-- BEGIN --
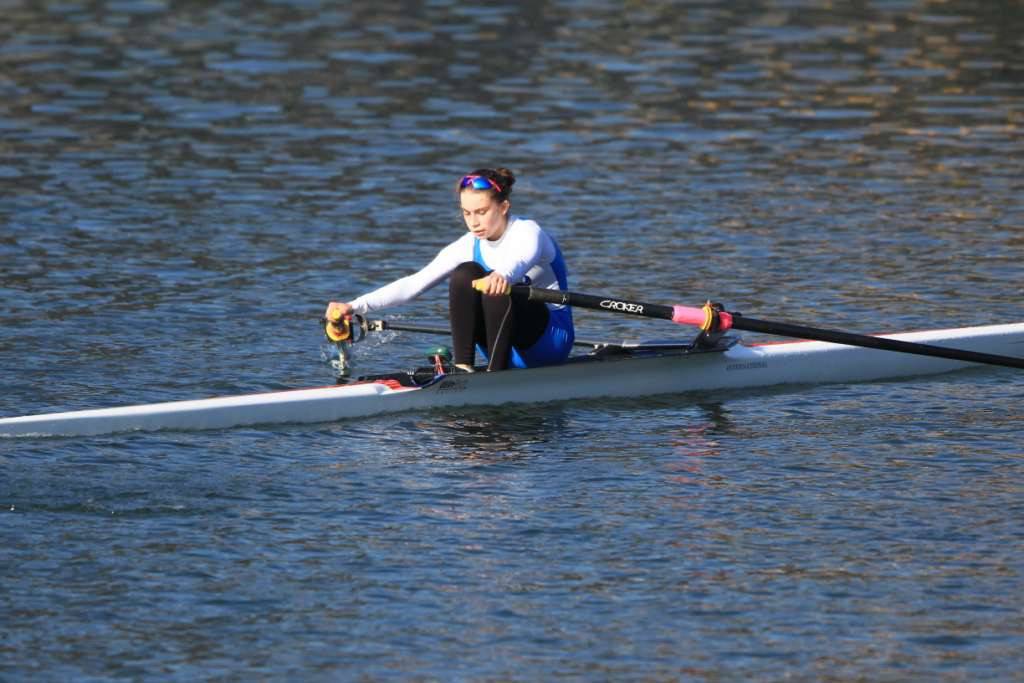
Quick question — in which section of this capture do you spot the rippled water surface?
[0,0,1024,681]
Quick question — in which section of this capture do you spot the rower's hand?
[473,271,509,296]
[324,301,352,323]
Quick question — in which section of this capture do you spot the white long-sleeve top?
[349,216,562,314]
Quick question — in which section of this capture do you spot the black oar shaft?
[732,314,1024,368]
[366,321,604,348]
[511,285,1024,369]
[512,285,674,321]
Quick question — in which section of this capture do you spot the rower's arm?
[350,241,465,315]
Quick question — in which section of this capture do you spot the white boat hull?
[0,324,1024,436]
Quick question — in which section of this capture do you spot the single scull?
[6,315,1024,436]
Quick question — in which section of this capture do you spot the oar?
[321,315,606,348]
[474,281,1024,368]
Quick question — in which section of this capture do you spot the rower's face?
[459,189,509,240]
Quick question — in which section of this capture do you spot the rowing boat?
[0,323,1024,436]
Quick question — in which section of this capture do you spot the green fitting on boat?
[427,344,452,360]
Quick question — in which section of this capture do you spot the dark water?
[0,0,1024,681]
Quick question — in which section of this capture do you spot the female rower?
[327,168,574,372]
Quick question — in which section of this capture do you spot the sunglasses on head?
[459,175,502,195]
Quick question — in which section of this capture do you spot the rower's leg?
[449,261,549,370]
[449,261,489,366]
[480,296,549,370]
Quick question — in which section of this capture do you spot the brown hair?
[458,167,515,202]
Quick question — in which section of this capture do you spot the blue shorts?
[476,307,575,368]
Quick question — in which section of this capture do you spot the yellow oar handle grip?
[473,278,512,296]
[324,318,352,343]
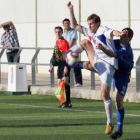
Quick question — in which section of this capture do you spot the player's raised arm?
[67,2,83,34]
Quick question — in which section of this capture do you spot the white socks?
[104,99,113,124]
[70,45,84,53]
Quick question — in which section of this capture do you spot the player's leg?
[94,60,115,134]
[61,67,72,108]
[111,72,130,139]
[110,90,125,139]
[101,82,114,135]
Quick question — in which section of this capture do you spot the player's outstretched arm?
[97,43,117,57]
[67,2,83,33]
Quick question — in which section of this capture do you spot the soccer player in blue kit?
[97,28,134,139]
[53,28,134,139]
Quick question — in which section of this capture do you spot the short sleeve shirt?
[56,37,69,53]
[1,29,19,52]
[63,28,78,45]
[81,26,118,69]
[115,43,134,73]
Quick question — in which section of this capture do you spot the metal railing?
[0,47,140,92]
[0,47,95,89]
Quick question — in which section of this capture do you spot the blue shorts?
[113,71,130,96]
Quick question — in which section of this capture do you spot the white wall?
[0,0,140,77]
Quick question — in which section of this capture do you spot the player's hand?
[96,43,103,50]
[49,67,53,73]
[121,30,128,36]
[3,45,8,50]
[67,1,73,10]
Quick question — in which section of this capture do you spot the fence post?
[50,61,54,87]
[0,49,5,83]
[91,72,95,90]
[14,48,22,63]
[136,56,140,92]
[31,48,40,85]
[70,68,74,88]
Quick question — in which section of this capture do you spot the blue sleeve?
[115,44,130,59]
[71,30,78,39]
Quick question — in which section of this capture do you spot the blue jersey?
[114,40,134,74]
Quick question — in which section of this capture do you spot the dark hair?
[3,25,10,30]
[63,18,70,24]
[122,27,134,38]
[87,14,101,23]
[54,26,63,32]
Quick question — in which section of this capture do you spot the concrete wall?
[0,0,140,77]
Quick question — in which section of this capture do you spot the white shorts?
[93,55,115,87]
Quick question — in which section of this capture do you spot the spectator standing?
[0,21,20,63]
[63,18,83,87]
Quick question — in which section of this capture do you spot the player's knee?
[80,39,91,48]
[115,101,123,110]
[83,62,90,69]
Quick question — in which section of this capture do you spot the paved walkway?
[0,73,140,101]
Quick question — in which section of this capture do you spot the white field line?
[0,103,140,117]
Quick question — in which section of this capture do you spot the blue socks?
[116,108,125,133]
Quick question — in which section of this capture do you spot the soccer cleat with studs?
[110,131,122,140]
[105,124,114,135]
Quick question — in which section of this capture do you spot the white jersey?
[81,26,118,69]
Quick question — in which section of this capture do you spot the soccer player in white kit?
[67,2,126,134]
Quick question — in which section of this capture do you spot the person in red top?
[49,26,72,108]
[56,36,69,53]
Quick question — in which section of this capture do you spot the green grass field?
[0,93,140,140]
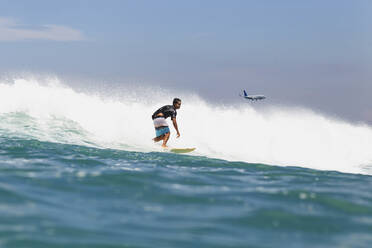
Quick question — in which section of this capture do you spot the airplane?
[240,90,266,101]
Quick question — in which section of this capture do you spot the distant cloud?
[0,17,84,41]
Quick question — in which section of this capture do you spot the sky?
[0,0,372,124]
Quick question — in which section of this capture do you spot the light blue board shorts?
[155,127,170,137]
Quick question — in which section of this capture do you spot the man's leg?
[161,133,170,147]
[152,135,164,142]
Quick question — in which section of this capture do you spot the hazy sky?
[0,0,372,123]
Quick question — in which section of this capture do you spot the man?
[152,98,181,148]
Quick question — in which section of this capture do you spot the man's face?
[174,102,181,109]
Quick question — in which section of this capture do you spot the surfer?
[152,98,181,148]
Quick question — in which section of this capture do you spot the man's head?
[173,98,181,109]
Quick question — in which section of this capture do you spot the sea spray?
[0,78,372,174]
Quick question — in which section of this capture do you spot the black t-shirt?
[152,105,177,120]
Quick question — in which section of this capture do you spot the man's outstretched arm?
[172,117,181,138]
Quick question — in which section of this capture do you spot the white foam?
[0,75,372,174]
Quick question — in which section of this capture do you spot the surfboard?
[169,148,196,153]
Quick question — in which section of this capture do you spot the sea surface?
[0,79,372,248]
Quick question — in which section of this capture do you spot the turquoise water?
[0,78,372,248]
[0,135,372,248]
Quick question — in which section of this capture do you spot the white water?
[0,78,372,174]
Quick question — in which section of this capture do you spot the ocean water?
[0,78,372,248]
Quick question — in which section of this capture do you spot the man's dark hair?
[173,98,181,105]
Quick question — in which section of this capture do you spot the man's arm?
[172,117,181,138]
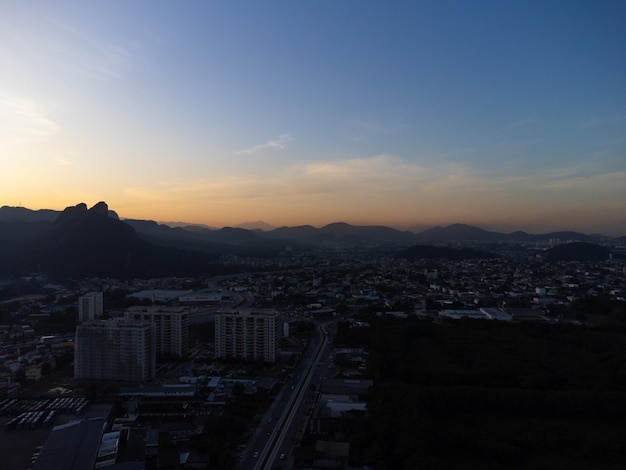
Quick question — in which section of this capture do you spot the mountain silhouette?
[0,202,211,279]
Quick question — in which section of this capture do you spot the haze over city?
[0,1,626,235]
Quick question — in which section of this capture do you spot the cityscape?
[0,203,626,470]
[0,0,626,470]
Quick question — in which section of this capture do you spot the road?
[240,320,338,470]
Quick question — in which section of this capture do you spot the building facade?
[124,306,189,358]
[78,292,104,322]
[215,309,281,362]
[74,319,156,382]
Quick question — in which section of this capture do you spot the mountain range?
[0,202,620,277]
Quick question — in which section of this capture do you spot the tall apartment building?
[124,306,189,357]
[215,309,281,362]
[74,319,156,382]
[78,292,104,322]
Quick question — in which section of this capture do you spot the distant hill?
[0,203,620,266]
[410,224,507,242]
[544,242,618,263]
[234,220,276,232]
[0,202,211,279]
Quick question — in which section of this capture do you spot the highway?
[246,320,337,470]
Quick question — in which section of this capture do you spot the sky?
[0,0,626,235]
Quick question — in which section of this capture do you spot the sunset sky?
[0,0,626,235]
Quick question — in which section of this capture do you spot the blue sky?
[0,0,626,234]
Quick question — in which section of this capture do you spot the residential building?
[215,309,281,362]
[74,319,156,382]
[124,306,189,357]
[78,292,103,322]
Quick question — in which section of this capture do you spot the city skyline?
[0,1,626,235]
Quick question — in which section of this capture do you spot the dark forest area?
[337,317,626,470]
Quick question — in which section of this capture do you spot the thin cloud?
[578,113,626,129]
[126,155,626,219]
[0,93,59,142]
[235,134,294,155]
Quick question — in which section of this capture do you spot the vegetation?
[348,317,626,470]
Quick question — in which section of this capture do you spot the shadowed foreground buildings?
[124,306,189,358]
[215,309,280,362]
[74,319,156,382]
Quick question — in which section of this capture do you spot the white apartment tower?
[215,309,281,362]
[74,319,156,382]
[78,292,103,322]
[124,306,189,358]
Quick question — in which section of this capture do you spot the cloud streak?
[235,134,294,155]
[0,93,59,143]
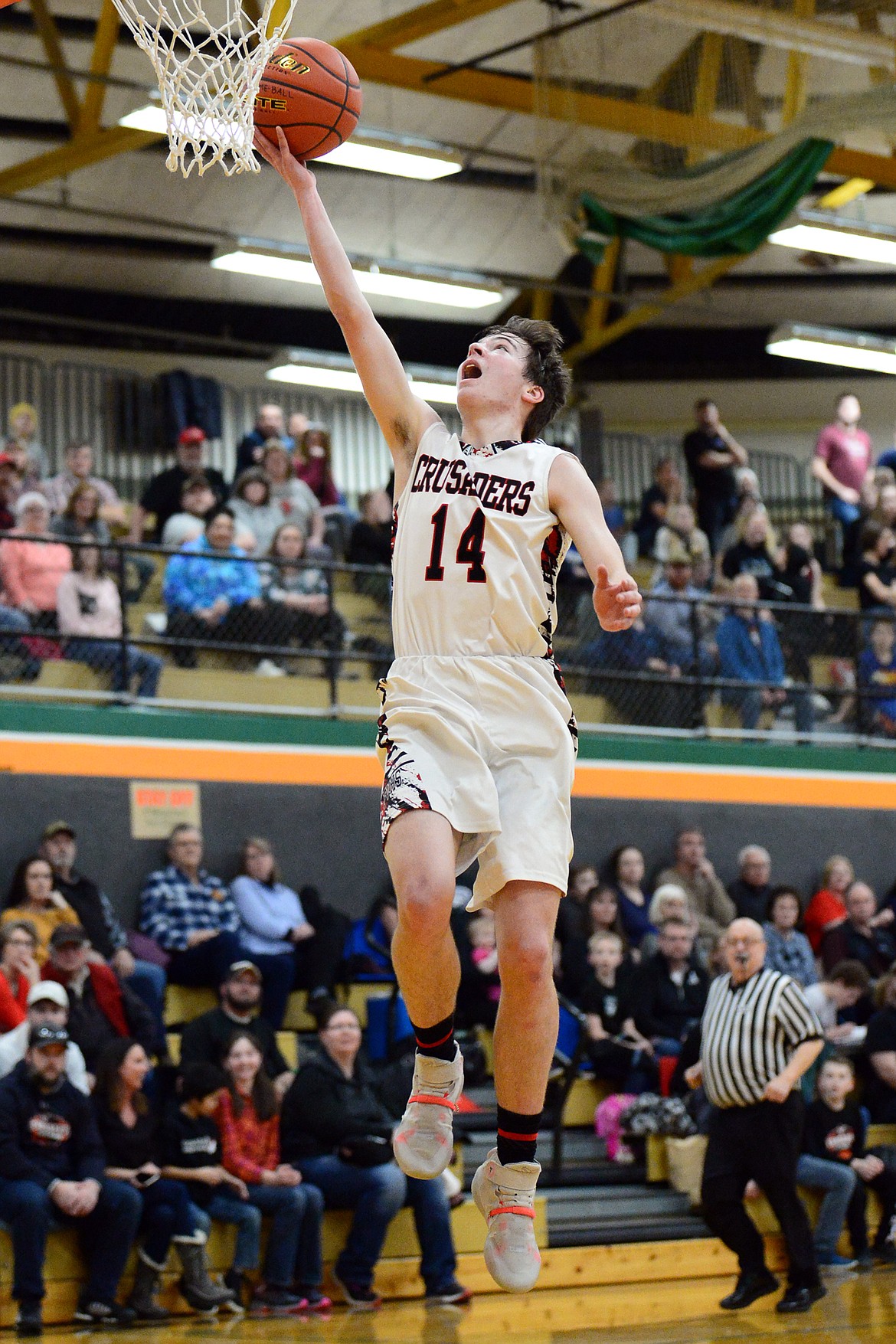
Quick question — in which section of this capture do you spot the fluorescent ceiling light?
-- END --
Set task | Transcribe the data from its beginning up to and including the line with "[350,241,465,315]", leaving out the pictures.

Response to this task |
Quick question — in which section of this capture do you spot the rippled water surface?
[0,0,1024,681]
Quick question — in which section of this capture do you spot the rower's hand?
[473,271,509,296]
[324,301,352,323]
Quick question — in which section of this capture do you spot the white long-sleeve top?
[349,216,562,314]
Quick question — in which section of this capture do you spot the black oar shaft?
[732,314,1024,368]
[366,321,604,348]
[511,285,1024,369]
[512,285,674,321]
Quick question — in which section of this capture do you spot the rower's arm?
[350,241,465,315]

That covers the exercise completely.